— Data to process —

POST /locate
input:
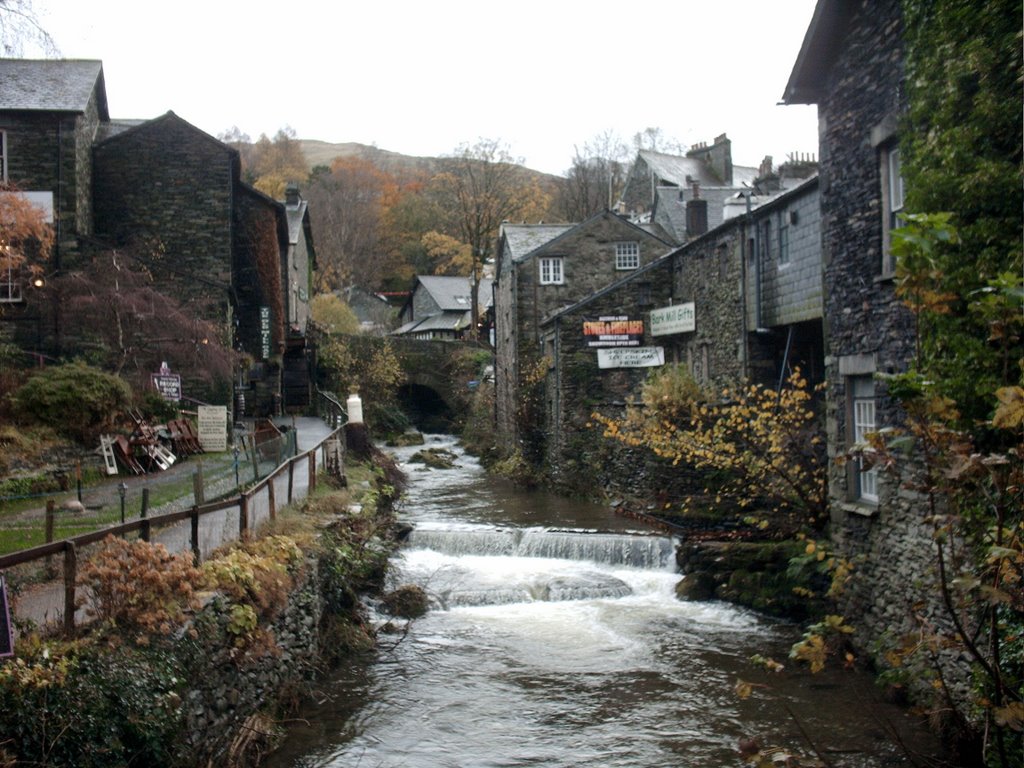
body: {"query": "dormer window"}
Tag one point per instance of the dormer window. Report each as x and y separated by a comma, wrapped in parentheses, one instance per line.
(551, 271)
(627, 255)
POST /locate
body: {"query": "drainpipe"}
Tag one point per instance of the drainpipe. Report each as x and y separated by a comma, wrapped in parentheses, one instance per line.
(57, 342)
(558, 383)
(757, 267)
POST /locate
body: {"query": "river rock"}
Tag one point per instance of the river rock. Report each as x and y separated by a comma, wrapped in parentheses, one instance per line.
(697, 587)
(409, 601)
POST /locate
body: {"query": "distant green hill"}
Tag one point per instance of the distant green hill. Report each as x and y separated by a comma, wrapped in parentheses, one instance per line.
(325, 153)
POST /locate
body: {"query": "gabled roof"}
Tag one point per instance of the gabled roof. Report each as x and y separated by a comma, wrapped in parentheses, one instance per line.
(817, 52)
(564, 230)
(52, 85)
(130, 127)
(455, 294)
(520, 240)
(677, 169)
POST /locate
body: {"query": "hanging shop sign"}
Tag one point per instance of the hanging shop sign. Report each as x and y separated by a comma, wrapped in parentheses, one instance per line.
(168, 384)
(678, 318)
(213, 427)
(614, 331)
(631, 357)
(264, 332)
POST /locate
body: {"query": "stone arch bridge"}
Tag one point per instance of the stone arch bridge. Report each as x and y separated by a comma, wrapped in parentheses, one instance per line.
(438, 376)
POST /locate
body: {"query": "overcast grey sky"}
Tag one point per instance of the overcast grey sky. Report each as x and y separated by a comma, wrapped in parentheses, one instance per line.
(418, 78)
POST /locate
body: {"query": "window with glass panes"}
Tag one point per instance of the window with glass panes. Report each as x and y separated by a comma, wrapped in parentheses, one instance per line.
(862, 390)
(627, 255)
(551, 270)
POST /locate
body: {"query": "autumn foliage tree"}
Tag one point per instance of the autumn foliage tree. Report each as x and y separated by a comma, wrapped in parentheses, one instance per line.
(350, 202)
(481, 186)
(126, 322)
(761, 445)
(26, 238)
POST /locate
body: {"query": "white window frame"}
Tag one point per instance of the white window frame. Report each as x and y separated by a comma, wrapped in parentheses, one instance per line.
(892, 202)
(863, 417)
(627, 255)
(783, 241)
(10, 285)
(552, 270)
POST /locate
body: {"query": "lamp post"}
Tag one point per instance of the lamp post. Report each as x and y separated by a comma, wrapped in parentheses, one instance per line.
(122, 492)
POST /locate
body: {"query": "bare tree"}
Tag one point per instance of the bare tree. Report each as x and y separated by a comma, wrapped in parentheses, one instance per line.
(596, 178)
(349, 204)
(19, 27)
(122, 314)
(482, 186)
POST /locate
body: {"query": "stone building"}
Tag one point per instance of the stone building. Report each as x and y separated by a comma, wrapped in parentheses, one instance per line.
(540, 270)
(167, 195)
(741, 302)
(659, 186)
(440, 307)
(850, 66)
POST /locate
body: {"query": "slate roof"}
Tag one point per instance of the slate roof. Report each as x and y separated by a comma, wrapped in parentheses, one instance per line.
(453, 294)
(52, 85)
(521, 240)
(681, 171)
(821, 44)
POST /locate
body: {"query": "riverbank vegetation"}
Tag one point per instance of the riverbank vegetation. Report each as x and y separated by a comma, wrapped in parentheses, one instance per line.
(143, 684)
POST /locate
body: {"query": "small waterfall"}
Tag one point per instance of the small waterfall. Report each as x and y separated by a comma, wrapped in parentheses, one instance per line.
(635, 551)
(479, 565)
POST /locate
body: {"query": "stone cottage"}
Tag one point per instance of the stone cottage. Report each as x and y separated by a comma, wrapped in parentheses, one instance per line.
(540, 270)
(441, 307)
(742, 302)
(850, 65)
(171, 198)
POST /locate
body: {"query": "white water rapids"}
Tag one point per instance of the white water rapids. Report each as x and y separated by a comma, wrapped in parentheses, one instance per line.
(556, 639)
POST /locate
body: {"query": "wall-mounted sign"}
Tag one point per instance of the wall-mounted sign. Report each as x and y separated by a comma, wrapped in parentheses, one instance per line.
(679, 318)
(631, 357)
(213, 427)
(168, 384)
(617, 331)
(264, 332)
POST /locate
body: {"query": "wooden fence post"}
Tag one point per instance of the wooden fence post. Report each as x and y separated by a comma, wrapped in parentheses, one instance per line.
(194, 519)
(199, 492)
(272, 502)
(143, 513)
(243, 515)
(49, 535)
(71, 574)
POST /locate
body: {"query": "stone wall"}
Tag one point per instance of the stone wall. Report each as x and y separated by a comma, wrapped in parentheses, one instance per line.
(869, 333)
(169, 187)
(522, 304)
(228, 686)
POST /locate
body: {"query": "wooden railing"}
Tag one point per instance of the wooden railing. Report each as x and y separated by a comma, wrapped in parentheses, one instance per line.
(69, 549)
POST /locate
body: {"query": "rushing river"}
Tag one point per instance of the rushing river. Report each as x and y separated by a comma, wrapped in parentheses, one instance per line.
(556, 640)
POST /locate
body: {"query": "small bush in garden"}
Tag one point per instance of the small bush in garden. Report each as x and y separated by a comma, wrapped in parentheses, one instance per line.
(79, 705)
(139, 587)
(75, 399)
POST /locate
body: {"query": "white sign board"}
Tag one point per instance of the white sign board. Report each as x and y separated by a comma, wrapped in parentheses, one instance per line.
(213, 427)
(631, 357)
(679, 318)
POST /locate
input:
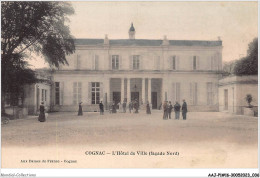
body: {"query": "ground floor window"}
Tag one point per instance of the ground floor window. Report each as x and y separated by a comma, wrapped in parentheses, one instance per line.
(44, 95)
(194, 93)
(209, 93)
(77, 92)
(95, 93)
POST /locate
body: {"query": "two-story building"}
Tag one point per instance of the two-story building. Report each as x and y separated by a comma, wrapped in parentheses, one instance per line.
(144, 69)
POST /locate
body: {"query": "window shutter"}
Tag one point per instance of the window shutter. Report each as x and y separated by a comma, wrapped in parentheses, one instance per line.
(101, 92)
(76, 62)
(195, 93)
(170, 63)
(96, 62)
(130, 62)
(197, 63)
(89, 93)
(93, 62)
(209, 63)
(53, 94)
(191, 62)
(215, 94)
(174, 93)
(141, 66)
(120, 62)
(155, 62)
(158, 62)
(61, 92)
(177, 62)
(191, 94)
(110, 62)
(79, 92)
(178, 91)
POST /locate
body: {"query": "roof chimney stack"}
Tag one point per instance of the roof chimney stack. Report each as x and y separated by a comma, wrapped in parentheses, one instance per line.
(131, 32)
(106, 40)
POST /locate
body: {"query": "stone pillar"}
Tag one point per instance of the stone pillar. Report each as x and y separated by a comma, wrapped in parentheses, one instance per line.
(143, 91)
(128, 90)
(149, 91)
(122, 90)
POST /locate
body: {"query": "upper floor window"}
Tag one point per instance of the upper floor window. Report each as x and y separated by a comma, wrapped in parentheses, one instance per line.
(115, 61)
(136, 62)
(95, 92)
(174, 62)
(194, 62)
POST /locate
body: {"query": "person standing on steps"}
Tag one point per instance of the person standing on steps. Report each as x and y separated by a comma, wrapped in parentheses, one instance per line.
(101, 108)
(184, 110)
(177, 108)
(80, 113)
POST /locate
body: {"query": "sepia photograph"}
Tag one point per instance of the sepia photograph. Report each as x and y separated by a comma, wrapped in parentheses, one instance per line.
(129, 84)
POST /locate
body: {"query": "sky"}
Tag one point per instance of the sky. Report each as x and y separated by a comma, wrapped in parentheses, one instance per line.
(235, 22)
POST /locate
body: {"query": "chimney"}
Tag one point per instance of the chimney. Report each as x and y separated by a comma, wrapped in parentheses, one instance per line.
(165, 40)
(106, 40)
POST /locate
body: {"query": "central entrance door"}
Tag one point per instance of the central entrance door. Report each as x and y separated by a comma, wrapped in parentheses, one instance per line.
(116, 97)
(154, 100)
(134, 96)
(226, 99)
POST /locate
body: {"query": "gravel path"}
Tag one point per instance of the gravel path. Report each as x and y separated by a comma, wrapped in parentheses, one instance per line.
(205, 140)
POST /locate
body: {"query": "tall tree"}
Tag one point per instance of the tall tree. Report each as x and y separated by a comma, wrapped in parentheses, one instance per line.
(32, 27)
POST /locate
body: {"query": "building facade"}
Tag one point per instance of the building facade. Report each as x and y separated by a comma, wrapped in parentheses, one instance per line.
(147, 70)
(233, 91)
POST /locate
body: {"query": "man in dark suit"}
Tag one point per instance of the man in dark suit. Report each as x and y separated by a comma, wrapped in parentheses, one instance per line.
(184, 110)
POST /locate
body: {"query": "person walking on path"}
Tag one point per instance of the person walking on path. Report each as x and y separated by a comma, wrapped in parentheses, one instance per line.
(148, 110)
(177, 108)
(80, 113)
(114, 107)
(42, 114)
(169, 109)
(101, 108)
(165, 114)
(184, 110)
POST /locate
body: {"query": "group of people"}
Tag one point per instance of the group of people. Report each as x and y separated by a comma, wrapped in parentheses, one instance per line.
(133, 105)
(167, 110)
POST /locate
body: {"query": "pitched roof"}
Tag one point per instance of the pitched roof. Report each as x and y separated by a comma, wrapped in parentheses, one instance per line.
(147, 42)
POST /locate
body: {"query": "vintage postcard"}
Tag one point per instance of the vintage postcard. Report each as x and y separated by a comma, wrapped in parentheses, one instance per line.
(129, 84)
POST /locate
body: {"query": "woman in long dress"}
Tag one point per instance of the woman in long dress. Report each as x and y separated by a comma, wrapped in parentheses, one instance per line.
(80, 113)
(42, 114)
(148, 110)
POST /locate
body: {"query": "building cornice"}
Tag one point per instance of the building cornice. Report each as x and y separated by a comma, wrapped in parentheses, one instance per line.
(134, 72)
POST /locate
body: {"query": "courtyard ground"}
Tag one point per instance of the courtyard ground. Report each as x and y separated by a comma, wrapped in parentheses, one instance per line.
(204, 140)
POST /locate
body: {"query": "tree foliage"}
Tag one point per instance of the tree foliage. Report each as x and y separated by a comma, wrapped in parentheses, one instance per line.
(35, 26)
(249, 64)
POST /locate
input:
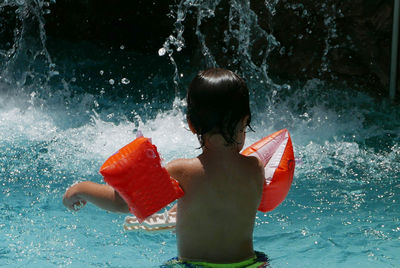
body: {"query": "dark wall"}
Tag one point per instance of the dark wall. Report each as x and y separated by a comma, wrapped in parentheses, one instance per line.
(352, 39)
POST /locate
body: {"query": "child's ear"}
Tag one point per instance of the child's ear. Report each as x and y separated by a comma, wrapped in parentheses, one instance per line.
(244, 121)
(191, 126)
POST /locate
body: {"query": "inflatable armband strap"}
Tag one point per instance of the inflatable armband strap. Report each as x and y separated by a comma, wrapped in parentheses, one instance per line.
(135, 172)
(156, 222)
(276, 153)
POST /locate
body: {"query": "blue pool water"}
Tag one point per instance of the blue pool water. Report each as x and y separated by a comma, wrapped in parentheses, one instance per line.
(58, 127)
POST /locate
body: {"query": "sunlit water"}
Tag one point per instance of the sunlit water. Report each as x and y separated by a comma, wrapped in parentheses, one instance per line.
(343, 208)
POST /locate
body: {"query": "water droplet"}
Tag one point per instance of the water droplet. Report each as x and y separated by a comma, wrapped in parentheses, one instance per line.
(125, 81)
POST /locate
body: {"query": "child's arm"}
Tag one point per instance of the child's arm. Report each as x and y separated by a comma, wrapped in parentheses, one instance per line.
(101, 195)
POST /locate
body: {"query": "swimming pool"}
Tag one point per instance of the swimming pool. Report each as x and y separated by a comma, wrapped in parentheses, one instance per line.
(343, 208)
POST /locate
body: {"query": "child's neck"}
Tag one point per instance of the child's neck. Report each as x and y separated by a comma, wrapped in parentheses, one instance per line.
(217, 145)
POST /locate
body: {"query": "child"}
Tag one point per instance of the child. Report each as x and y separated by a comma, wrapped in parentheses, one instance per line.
(215, 217)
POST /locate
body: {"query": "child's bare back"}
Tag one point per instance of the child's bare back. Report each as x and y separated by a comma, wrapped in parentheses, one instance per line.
(222, 193)
(222, 188)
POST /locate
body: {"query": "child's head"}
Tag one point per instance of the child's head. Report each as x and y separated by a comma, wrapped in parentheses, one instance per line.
(217, 100)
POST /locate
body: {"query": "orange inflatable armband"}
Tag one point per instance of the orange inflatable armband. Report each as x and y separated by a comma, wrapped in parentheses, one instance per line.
(276, 153)
(135, 172)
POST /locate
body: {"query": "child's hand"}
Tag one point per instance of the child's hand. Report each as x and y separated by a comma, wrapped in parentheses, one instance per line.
(72, 200)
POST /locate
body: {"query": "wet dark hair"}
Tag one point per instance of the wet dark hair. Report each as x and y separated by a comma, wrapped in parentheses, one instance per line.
(217, 99)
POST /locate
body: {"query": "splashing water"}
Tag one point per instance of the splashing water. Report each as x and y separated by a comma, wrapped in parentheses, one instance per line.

— Directions —
Find each line of the data above that holds the word "splashing", then copy it.

— Solution —
body: {"query": "splashing water"}
Tag one point per instance of the splashing water. Report each as x and y separated by a comma, wrapped in parentheses, one instance per line.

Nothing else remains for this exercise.